**WHAT IS ASKED:** Repeat the records below word for word, leaving out the pictures.

**Entries for labeling bounding boxes:**
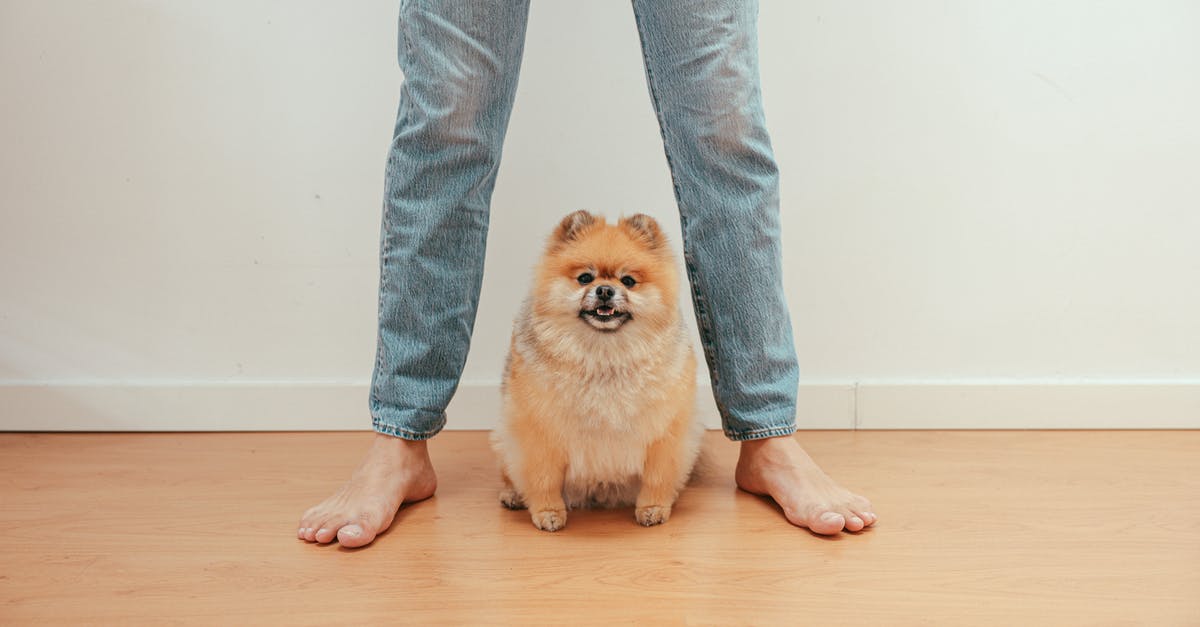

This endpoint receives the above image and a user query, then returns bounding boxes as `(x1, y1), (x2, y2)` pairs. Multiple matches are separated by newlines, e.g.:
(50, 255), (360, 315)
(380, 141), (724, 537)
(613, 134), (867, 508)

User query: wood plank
(0, 431), (1200, 625)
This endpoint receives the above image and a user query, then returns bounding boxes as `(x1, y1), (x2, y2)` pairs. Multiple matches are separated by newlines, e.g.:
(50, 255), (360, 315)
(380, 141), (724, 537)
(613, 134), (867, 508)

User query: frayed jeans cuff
(371, 420), (445, 441)
(725, 423), (796, 442)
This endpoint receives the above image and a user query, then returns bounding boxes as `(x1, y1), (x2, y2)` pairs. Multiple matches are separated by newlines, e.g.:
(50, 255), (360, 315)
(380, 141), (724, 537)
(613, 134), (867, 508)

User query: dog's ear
(617, 214), (666, 249)
(553, 210), (602, 245)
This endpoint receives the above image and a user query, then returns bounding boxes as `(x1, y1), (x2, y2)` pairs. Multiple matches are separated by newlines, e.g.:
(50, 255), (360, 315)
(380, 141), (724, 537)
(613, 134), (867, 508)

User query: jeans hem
(725, 423), (796, 442)
(371, 420), (445, 441)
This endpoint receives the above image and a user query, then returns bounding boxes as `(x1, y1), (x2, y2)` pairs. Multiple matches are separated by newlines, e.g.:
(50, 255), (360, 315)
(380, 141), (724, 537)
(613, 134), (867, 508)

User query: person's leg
(632, 0), (875, 533)
(298, 0), (529, 547)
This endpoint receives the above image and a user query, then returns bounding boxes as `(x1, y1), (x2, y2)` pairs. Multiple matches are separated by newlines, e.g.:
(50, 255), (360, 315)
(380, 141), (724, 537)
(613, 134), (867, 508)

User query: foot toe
(852, 509), (878, 529)
(337, 524), (376, 549)
(797, 512), (846, 536)
(313, 523), (342, 544)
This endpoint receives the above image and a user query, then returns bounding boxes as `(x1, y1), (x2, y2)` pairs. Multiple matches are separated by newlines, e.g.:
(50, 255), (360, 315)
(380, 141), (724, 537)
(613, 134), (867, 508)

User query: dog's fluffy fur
(492, 211), (702, 531)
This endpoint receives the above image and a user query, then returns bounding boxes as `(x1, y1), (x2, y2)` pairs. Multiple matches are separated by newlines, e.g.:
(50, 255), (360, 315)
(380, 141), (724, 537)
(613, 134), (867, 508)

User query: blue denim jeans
(370, 0), (798, 440)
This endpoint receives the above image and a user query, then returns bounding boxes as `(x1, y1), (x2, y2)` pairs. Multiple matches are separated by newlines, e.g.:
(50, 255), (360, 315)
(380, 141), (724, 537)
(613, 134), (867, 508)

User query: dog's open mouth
(580, 305), (630, 330)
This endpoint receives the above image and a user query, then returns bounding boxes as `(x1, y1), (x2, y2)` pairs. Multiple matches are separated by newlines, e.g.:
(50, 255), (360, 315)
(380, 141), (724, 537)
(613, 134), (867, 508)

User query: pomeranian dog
(492, 211), (703, 531)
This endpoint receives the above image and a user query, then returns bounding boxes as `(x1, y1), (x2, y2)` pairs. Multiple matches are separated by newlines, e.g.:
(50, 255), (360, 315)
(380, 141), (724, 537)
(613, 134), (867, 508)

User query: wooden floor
(0, 431), (1200, 626)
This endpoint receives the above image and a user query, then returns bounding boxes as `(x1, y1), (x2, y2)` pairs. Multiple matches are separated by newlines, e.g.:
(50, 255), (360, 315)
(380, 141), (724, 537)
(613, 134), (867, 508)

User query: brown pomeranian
(492, 211), (703, 531)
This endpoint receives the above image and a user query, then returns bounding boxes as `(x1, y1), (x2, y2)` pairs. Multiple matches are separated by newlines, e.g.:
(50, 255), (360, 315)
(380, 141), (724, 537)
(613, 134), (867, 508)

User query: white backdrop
(0, 0), (1200, 429)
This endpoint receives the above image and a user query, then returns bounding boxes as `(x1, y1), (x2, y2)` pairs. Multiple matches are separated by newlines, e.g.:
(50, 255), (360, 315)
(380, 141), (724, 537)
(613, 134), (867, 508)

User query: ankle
(367, 432), (430, 466)
(739, 435), (799, 464)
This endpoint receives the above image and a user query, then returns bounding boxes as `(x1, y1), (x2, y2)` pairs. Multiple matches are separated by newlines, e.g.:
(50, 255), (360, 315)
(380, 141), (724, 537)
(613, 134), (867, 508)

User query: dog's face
(534, 211), (678, 334)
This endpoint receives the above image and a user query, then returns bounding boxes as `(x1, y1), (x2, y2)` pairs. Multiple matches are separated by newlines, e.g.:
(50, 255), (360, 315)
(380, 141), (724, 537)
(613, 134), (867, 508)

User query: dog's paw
(533, 509), (566, 531)
(500, 488), (526, 509)
(634, 506), (671, 527)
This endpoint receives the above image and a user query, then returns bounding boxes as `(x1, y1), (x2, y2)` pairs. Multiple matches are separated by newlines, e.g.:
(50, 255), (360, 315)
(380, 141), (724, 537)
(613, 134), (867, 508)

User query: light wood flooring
(0, 431), (1200, 626)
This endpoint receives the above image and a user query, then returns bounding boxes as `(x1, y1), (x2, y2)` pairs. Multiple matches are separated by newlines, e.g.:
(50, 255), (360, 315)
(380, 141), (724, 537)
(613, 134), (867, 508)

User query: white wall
(0, 0), (1200, 429)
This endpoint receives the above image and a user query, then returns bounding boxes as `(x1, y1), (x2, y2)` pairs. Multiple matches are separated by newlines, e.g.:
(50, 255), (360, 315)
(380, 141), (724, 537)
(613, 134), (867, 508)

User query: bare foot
(734, 436), (878, 536)
(296, 434), (438, 547)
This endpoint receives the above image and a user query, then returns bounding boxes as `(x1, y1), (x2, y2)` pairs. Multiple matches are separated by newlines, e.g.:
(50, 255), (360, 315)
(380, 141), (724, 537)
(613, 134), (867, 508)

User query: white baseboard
(0, 382), (1200, 431)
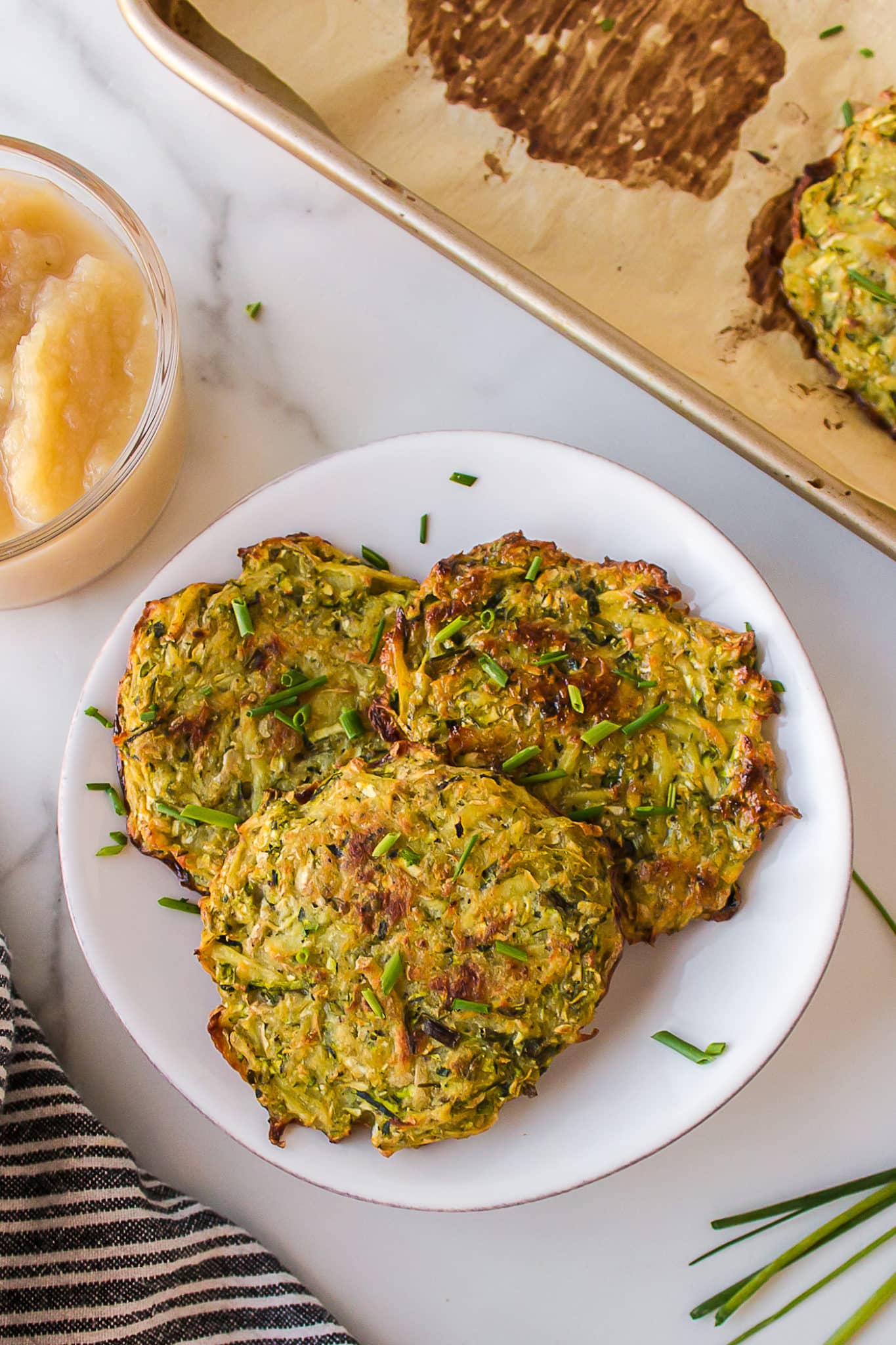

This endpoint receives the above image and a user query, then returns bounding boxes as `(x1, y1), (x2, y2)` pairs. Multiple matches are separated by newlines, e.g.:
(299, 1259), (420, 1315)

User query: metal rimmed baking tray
(118, 0), (896, 560)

**SOLUTION TO THIS PROBLEM:**
This endpoint receives the above image and a user query, then returns bounding boxes as `(x1, y1), (x2, y2)` pairs. Multiple matches are separated by newlines, e.g.:
(50, 255), (360, 315)
(380, 141), (724, 537)
(613, 134), (867, 508)

User query: wood plank
(0, 431), (1200, 625)
This endpoint receives the above image and a user query, then returns bounding boxes as `(x1, y1), (x2, y2)` pairs. Multiple matches are separated by newlines, e.g.:
(50, 255), (360, 315)
(380, 141), (724, 537)
(613, 134), (867, 508)

User query: frayed jeans cuff
(371, 420), (445, 441)
(725, 423), (796, 442)
This endpoint receives the above image and a user query, then returns bounding boxes as `(x1, y1), (x2, y2)` pairs. Multiple matches are separated by newlines, e.g.:
(50, 255), (360, 315)
(380, 141), (724, 537)
(613, 134), (867, 508)

User query: dog's ear
(617, 214), (666, 249)
(553, 210), (602, 245)
This endpoint receives the above image and a user query, then returns bounding boxes as `(x1, y1), (x2, y2)` pairs. Multiple matches are separated by newlines, e.g.:
(50, 255), (360, 315)
(380, 141), (724, 537)
(613, 134), (867, 508)

User query: jeans hem
(725, 423), (796, 442)
(371, 420), (445, 441)
This endpoint receives the above image and a user query, then returns bounding boxes as `(x1, y1), (x2, y2)` pairs. Multiple matches are separated by newlines, e.g.:
(50, 255), (360, 315)
(380, 141), (724, 537)
(613, 134), (867, 508)

User query: person's leg
(632, 0), (875, 533)
(298, 0), (529, 547)
This endpoint receives the above image and a user query, then returns bounding boxes as `(x1, y1), (x2, y2)` pairs. Multiple matches are separated by newlines, e.g.:
(50, 255), (360, 315)
(380, 141), (724, 537)
(613, 134), (867, 508)

User query: foot toe
(852, 509), (878, 529)
(337, 524), (376, 549)
(797, 512), (846, 536)
(313, 523), (342, 544)
This endpoint receives the above image and a user query, then returns bounding boxes as `(x1, y1), (x2, y2)` pairs. Multiple matches are separated by newlines, e.g.:
(50, 255), (360, 315)
(380, 141), (724, 537)
(613, 134), (867, 508)

User query: dog's fluffy fur
(492, 211), (702, 531)
This endpoint receives the above image and a user query, then returns bounding boxes as `(x1, y1), (x2, y2)` pairs. Multiple matches are separated by newlines, e.g.:
(50, 255), (360, 315)
(380, 141), (724, 537)
(613, 134), (867, 508)

User query: blue denim jeans
(370, 0), (798, 440)
This endpoint receives the above image and a user query, then returns bounding boxes as `(x1, y1), (x2, y2)` pairs. Multiple matches are separated by newlines, e.g.:
(50, 255), (360, 315)
(380, 141), (724, 537)
(613, 134), (867, 508)

User query: dog's open mouth
(580, 305), (630, 330)
This endpoint receives the above image and a user query, then returns bounding boxes as `(x1, y1), (x2, y2)` pairs. Multiple matches are separated by newlines, e.g.:
(50, 255), (360, 315)
(380, 141), (724, 537)
(613, 134), (867, 508)

User query: pomeranian dog
(492, 211), (703, 531)
This endpoint receives the above image and a user query, then returns bounding boxes as `(x1, y1), (x2, y2)` pairs. Multiple matches are separated by newlines, e.g.:
(50, 255), (360, 315)
(380, 141), (724, 537)
(613, 134), (867, 508)

User query: wooden floor
(0, 431), (1200, 626)
This endpoint receives the above image and a user query, then returns bounding boxes as `(x1, y1), (x2, y2)` pairs. Multiple matches are separated by newlines, e.g.:
(50, 255), (360, 315)
(380, 141), (724, 537)
(613, 134), (867, 508)

User query: brown pomeranian
(492, 211), (703, 531)
This endpoint receives the above image and a user query, then returns bounding boxes as `(x1, y1), (x2, y2)` pairs. Multiple matches are separated by newlines, e.g.:
(50, 255), (360, 315)
(380, 141), (724, 537)
(613, 134), (867, 508)

User query: white backdrop
(0, 0), (1200, 429)
This endpoint receives the above image and a user query, then returns bounding boxes as `(x1, y1), (x2, y2)` pairs. Multiple matches are separated by newlines, e.g.:
(50, 255), (360, 315)
(380, 141), (724, 537)
(613, 134), (867, 508)

User query: ankle
(367, 432), (430, 466)
(739, 435), (799, 464)
This endpoint receives the above image and a user query, then returns bounding boxes as `(x1, y1), (x2, y2)` pairs. Multiple matches are separated by newlines, e.g.:
(50, 255), (360, 315)
(380, 141), (724, 537)
(613, 134), (867, 508)

User query: dog's face
(534, 211), (678, 334)
This endpoint receives the above image and a user query, then returns bounding boxes as `(x1, y1), (x2, y2)` pairs. Multiple matches are separated by newlines, e.g.:
(50, 255), (360, 315)
(380, 141), (724, 537)
(613, 134), (867, 508)

User query: dog's paw
(533, 509), (566, 531)
(500, 488), (526, 509)
(634, 506), (671, 527)
This endpoint receives the above image and a user query, then returns bounding boxes as `(x1, y1), (x2, y2)` pairs. Multiple matches are separated by newlines, e.g.:
(50, 255), (360, 315)
(380, 141), (724, 537)
(613, 134), (867, 508)

User query: light wood flooring
(0, 431), (1200, 626)
This endpoint receives the above image and a user query, then returns bounding boxes as `(x1, y1), (x2, y2)` pairs. Multiple matches are separated by newlines, e.g.:
(50, 255), (360, 315)
(380, 141), (724, 537)
(613, 134), (867, 508)

User query: white wall
(0, 0), (1200, 429)
This endpoint receives the above image and a user query, then returns bounding boxes as `(x1, y1), (x2, y2)` pairs. Multiple matches are separated by newlines, e.g.:
(50, 255), (360, 315)
(380, 141), (724, 537)
(613, 134), (867, 508)

User query: bare foot
(734, 436), (878, 536)
(296, 434), (438, 547)
This endpoint receives the above image and a user query, then returns bounding boxes as `(x1, y1), (x2, y2)` pairs. Multiple matches are separated by newlines, e.g.:
(50, 255), (360, 315)
(380, 141), (724, 537)
(613, 134), (867, 508)

User query: white baseboard
(0, 382), (1200, 431)

This endpoint receives the above image and a user query, then returns bounding boxes as `(x1, y1), (x2, y2)` pairs. Multiple matches are separated by newlines, e.g.:
(299, 1259), (420, 1315)

User query: metal rimmed baking tray
(118, 0), (896, 560)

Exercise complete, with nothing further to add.